Your task:
Please repeat word for word the stretch of the items below from the line containing "Locate the white foam" through the line containing "column 918, row 537", both included, and nothing else.
[BEGIN Raw records]
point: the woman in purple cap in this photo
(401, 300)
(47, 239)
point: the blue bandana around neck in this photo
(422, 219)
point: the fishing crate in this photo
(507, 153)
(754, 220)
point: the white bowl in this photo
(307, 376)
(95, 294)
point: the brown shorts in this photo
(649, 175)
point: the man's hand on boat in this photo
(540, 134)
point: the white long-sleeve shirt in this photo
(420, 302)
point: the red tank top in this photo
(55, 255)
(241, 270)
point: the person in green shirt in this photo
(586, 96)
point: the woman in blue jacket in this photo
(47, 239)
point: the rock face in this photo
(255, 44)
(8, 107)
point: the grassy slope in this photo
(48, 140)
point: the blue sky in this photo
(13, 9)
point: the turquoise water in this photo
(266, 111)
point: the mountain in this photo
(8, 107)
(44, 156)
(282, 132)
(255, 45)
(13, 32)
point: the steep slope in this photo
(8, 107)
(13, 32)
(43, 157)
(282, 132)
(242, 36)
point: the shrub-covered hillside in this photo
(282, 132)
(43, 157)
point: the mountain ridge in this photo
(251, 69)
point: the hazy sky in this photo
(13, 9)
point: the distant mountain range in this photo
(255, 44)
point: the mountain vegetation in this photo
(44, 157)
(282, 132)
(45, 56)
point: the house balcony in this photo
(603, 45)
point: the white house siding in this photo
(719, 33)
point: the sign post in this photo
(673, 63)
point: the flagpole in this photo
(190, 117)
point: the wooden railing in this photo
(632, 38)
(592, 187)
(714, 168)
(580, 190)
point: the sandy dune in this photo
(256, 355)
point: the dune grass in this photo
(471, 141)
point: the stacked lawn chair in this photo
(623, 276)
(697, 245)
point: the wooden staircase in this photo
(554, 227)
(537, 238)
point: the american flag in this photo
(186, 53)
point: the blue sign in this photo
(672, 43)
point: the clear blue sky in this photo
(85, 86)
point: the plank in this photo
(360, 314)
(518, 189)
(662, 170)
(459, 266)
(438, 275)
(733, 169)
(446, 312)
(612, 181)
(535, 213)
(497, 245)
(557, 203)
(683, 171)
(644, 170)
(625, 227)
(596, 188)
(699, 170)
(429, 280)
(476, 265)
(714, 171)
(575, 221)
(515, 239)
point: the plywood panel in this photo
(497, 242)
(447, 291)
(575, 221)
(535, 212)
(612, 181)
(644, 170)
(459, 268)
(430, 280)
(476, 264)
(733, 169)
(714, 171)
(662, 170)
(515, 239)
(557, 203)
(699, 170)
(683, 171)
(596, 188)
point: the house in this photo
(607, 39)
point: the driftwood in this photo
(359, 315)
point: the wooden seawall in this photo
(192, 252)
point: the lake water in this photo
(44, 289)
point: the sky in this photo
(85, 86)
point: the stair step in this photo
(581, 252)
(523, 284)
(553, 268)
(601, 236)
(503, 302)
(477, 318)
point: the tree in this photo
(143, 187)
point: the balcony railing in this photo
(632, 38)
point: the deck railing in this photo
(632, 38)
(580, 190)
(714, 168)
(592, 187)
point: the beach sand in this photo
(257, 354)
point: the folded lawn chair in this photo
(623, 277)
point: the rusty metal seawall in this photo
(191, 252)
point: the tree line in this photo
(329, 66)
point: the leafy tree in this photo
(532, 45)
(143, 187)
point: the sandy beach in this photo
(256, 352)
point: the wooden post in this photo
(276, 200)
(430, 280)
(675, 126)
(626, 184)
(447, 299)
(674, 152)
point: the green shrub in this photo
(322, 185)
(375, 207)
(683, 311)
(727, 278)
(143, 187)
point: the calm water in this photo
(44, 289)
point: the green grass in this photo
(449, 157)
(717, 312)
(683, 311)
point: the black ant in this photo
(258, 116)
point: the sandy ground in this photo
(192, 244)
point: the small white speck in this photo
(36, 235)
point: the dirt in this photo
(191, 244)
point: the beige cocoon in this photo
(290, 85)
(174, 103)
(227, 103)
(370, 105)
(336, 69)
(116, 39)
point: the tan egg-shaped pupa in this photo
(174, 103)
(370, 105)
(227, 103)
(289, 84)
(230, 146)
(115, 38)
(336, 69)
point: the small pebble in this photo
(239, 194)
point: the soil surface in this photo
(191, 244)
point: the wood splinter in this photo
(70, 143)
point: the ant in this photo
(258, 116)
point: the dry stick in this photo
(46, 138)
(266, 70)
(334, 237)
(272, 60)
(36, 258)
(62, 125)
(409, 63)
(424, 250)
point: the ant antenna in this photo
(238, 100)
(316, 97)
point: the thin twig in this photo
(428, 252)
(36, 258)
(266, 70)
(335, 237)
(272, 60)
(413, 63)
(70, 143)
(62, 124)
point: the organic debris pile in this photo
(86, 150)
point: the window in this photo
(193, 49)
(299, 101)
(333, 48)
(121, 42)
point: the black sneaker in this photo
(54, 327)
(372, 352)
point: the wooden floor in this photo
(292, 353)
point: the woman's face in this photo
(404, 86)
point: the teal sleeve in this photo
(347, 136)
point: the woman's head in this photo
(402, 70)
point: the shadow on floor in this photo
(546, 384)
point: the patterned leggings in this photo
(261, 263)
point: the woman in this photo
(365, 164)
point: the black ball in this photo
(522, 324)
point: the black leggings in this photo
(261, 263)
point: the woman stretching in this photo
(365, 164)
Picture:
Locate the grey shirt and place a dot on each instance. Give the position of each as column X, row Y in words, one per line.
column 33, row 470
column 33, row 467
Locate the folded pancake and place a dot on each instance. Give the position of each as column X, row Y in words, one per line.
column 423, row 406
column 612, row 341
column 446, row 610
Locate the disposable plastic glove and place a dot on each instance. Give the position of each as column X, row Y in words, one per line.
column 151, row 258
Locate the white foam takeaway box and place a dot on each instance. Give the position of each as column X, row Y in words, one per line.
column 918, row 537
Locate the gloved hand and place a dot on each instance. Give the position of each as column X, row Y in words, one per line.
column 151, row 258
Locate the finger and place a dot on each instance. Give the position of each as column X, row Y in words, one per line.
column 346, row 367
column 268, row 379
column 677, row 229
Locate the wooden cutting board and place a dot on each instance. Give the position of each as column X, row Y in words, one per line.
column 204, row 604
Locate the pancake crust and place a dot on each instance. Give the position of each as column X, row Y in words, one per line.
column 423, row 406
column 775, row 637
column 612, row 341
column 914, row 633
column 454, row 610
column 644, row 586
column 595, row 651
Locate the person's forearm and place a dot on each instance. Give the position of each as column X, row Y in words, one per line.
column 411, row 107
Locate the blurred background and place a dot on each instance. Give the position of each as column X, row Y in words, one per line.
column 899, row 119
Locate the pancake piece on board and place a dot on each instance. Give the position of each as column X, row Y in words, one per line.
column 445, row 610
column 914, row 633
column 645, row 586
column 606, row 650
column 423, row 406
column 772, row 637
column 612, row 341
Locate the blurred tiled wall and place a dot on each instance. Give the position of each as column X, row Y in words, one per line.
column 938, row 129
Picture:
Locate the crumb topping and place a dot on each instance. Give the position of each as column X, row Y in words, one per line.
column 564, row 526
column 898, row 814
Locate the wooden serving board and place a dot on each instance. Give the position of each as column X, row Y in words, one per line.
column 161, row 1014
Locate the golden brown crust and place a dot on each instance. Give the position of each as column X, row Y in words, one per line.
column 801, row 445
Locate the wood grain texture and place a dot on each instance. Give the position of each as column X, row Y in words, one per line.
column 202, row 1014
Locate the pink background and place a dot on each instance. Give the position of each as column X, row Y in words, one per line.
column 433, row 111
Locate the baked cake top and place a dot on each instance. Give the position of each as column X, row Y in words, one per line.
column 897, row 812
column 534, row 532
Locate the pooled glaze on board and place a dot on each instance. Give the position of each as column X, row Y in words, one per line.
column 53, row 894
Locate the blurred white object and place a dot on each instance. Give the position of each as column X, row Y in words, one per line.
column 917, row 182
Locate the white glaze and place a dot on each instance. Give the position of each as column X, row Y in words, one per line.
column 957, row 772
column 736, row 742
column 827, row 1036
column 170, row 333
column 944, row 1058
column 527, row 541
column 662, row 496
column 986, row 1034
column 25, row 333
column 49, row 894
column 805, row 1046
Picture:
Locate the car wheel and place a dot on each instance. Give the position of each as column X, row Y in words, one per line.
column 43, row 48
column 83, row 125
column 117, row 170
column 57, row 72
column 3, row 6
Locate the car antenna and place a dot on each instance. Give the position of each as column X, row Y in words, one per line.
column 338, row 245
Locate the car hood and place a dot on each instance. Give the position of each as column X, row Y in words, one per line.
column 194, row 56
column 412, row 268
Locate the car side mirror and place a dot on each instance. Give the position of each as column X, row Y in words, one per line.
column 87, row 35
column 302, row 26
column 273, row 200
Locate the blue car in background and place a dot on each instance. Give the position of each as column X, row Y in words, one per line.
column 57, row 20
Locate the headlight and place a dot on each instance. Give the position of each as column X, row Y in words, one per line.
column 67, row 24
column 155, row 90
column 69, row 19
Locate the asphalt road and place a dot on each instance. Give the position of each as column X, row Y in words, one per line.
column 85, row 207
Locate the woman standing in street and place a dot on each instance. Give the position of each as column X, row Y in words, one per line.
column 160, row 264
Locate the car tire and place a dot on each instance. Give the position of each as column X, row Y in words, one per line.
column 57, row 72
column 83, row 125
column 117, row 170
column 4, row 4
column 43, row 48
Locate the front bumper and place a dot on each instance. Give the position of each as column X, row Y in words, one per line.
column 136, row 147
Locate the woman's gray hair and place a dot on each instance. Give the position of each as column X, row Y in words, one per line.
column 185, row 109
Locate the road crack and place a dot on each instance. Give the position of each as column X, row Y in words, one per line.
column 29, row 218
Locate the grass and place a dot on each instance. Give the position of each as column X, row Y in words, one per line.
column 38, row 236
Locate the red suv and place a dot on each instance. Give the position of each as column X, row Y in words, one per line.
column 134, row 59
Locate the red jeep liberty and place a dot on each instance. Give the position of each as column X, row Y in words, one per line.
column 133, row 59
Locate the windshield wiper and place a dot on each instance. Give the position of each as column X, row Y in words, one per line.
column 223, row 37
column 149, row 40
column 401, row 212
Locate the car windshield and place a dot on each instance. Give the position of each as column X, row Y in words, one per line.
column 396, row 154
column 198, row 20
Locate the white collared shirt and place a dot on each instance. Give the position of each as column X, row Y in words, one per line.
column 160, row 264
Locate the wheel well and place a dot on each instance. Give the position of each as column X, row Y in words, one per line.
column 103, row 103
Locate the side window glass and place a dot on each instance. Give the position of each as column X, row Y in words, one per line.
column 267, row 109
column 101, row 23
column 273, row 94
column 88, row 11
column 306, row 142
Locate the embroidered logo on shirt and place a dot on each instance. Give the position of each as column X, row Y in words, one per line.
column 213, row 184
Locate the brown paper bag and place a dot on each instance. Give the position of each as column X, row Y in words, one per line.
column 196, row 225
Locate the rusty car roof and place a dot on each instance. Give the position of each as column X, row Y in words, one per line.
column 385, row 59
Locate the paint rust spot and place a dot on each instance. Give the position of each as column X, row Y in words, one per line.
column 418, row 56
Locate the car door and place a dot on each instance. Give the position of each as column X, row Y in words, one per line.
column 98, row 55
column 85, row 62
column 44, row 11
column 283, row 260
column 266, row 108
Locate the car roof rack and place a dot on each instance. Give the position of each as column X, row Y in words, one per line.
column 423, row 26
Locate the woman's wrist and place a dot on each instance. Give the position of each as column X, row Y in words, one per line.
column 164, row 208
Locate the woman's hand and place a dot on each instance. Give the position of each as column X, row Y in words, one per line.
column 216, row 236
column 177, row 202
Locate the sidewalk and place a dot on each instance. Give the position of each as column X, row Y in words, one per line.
[END Raw records]
Result:
Locate the white foam takeaway box and place a dot on each instance. Give the position of each as column X, row Y in words, one per line.
column 918, row 537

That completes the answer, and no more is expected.